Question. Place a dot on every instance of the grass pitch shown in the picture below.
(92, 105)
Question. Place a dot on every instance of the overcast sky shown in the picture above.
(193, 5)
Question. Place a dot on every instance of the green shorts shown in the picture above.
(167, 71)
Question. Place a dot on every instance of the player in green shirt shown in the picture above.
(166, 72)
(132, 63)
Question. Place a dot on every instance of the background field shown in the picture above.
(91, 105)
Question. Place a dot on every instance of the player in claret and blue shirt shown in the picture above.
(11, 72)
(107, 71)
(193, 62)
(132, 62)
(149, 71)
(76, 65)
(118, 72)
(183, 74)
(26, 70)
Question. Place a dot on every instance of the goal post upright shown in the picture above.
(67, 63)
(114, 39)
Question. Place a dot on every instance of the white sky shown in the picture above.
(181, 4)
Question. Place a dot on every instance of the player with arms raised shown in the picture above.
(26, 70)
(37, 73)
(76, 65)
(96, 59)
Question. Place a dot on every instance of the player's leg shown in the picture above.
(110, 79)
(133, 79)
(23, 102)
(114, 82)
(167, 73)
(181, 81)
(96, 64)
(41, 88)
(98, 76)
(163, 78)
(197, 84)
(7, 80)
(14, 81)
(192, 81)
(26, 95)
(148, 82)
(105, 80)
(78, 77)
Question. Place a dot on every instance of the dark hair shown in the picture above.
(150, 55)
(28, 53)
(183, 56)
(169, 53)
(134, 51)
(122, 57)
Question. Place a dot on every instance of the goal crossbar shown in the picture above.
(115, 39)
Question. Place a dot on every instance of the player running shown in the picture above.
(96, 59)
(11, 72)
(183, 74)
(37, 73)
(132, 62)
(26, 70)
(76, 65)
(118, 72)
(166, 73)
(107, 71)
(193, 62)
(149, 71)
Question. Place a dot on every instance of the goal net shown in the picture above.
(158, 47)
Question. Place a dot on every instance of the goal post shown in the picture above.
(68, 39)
────────────────
* _Brief_
Retype all of the records above, keeping them identical.

* _Expected output_
Question. Place a dot on every instance of the grass pitch shown in the picture below.
(92, 105)
Question. Place a dot on every instance of the overcast sky shown in the picture above.
(193, 5)
Question. Place a dot on every instance of the green shorts shown in the picture above.
(167, 71)
Question. Place a dot on every instance of the player in green shirt shown in the picture above.
(166, 72)
(132, 63)
Question. Place a dot on every instance of the background field shown in the picture above.
(91, 105)
Question. Place a dot on every instance of the player in claret and blue shirt shown in the picture above.
(11, 72)
(107, 71)
(193, 62)
(132, 62)
(149, 71)
(76, 65)
(118, 72)
(183, 74)
(26, 70)
Question. Place a dot on every instance of the goal post upright shown in the picture above.
(67, 63)
(114, 39)
Question. Place a dot on every instance of the white sky shown in the picture above.
(181, 4)
Question. Place a dot on every instance of the player with arms raised shown in the picture above.
(26, 70)
(37, 73)
(76, 65)
(96, 59)
Question. Place a dot on every instance of the player's leg shown in the picture above.
(110, 79)
(133, 79)
(23, 102)
(114, 82)
(167, 73)
(181, 81)
(96, 64)
(41, 88)
(98, 76)
(163, 78)
(197, 84)
(7, 80)
(14, 81)
(192, 81)
(26, 95)
(148, 82)
(105, 80)
(78, 77)
Question. Place a dot on every instance of the dark hair shown in the picture above.
(150, 55)
(28, 53)
(183, 56)
(169, 53)
(134, 51)
(122, 57)
Question. Place a dot on every instance of the goal crossbar shown in the picture above.
(115, 39)
Question. Place a dot on every instance of the player running shown in the picture above.
(96, 59)
(11, 72)
(183, 74)
(37, 73)
(132, 62)
(26, 70)
(76, 65)
(118, 72)
(166, 73)
(107, 71)
(193, 62)
(149, 71)
Question. Place a dot on every instance of the goal net shown in the picture above.
(158, 47)
Question. Place a dot on every instance of the goal post shown in the picture above.
(68, 39)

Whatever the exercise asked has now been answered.